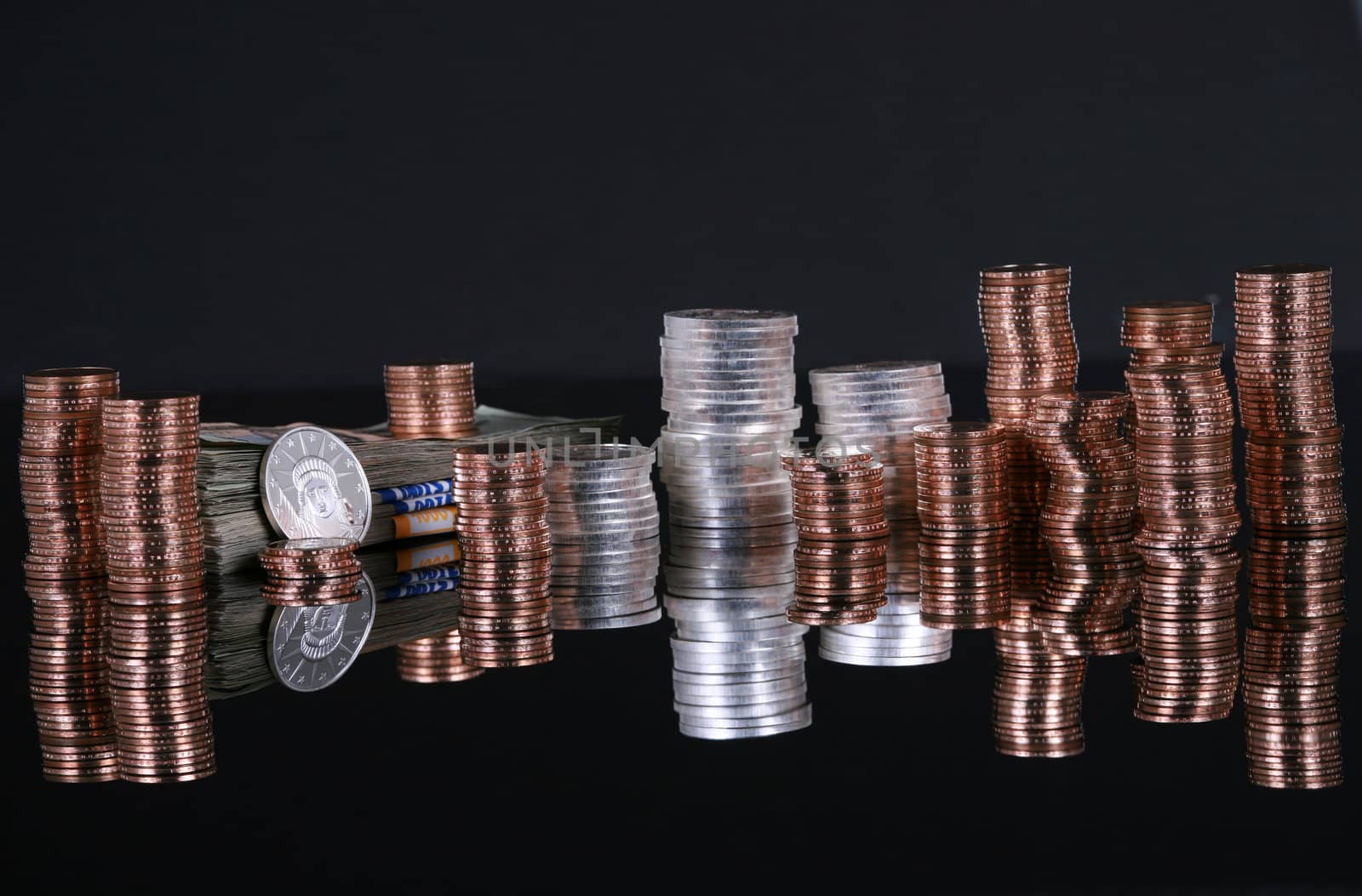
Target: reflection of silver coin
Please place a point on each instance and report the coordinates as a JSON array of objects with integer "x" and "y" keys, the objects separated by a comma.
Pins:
---
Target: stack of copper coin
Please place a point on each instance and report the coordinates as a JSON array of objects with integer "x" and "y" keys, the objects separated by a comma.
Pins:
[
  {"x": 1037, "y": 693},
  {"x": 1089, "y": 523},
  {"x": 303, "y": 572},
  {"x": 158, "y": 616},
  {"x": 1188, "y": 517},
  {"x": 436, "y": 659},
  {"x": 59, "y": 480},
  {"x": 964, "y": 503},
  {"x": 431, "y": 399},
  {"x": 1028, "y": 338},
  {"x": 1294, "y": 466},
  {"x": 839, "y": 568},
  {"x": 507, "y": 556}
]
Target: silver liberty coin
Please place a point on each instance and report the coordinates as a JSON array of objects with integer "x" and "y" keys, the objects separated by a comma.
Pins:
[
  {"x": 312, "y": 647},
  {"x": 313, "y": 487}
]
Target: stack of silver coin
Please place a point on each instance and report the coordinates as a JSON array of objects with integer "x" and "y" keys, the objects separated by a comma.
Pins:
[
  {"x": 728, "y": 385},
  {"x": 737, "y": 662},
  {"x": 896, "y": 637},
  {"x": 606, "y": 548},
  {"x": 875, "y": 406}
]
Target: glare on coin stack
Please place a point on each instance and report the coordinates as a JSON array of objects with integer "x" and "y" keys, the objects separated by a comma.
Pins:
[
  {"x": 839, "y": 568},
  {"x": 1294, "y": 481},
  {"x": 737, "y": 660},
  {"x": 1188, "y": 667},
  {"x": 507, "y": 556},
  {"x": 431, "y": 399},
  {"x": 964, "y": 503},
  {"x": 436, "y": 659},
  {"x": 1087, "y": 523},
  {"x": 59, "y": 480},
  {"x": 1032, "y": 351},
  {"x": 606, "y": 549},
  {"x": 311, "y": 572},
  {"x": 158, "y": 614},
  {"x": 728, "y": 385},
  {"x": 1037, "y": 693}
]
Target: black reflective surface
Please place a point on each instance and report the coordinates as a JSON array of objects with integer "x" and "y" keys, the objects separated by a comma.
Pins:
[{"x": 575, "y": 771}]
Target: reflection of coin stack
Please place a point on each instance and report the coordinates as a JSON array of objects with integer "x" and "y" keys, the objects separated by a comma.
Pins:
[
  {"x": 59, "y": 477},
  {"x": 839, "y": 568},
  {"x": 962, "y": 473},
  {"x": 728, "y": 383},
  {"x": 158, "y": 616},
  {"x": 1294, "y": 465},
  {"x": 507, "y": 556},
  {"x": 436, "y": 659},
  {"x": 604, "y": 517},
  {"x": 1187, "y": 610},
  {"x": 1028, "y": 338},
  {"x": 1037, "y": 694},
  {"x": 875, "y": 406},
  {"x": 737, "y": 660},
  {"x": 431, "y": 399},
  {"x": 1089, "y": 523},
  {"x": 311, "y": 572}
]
* * *
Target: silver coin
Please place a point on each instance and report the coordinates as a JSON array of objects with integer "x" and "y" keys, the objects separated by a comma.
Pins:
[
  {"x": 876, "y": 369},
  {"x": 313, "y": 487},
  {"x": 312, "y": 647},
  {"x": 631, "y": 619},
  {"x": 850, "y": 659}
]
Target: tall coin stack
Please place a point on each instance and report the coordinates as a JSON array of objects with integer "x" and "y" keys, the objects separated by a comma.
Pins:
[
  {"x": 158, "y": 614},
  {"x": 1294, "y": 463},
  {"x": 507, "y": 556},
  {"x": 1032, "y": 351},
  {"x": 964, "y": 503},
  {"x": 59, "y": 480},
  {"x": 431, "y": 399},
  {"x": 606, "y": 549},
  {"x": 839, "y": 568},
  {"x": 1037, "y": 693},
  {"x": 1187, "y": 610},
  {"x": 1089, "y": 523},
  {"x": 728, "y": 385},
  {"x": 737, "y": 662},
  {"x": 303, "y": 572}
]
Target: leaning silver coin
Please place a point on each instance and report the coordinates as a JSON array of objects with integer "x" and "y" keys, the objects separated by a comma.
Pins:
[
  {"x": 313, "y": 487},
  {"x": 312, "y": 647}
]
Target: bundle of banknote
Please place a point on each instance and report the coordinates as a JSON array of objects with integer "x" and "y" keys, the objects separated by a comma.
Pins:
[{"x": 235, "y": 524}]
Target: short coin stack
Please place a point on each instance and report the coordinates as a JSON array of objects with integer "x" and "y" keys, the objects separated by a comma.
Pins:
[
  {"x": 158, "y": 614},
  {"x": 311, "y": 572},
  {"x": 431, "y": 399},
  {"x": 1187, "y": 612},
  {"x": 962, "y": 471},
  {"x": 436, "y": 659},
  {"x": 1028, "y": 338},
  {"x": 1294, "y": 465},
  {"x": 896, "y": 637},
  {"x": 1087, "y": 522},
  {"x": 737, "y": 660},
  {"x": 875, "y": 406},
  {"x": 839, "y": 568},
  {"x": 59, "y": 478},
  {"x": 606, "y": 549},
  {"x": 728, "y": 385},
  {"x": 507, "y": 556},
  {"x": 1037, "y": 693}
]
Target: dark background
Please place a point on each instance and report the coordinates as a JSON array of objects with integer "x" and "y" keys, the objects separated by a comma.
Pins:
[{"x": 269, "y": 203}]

[Task goal] Collect every line of the rows above that contains the word "coin", and copy each such line in full.

[Written answer]
Target: reflection of silver coin
Target: stack of copper coin
Target: silver liberty coin
Target: stack of silver coin
Target: glare on coin stack
Target: reflection of coin stack
Target: silver coin
Target: tall coin stack
Target: leaning silver coin
Target: short coin stack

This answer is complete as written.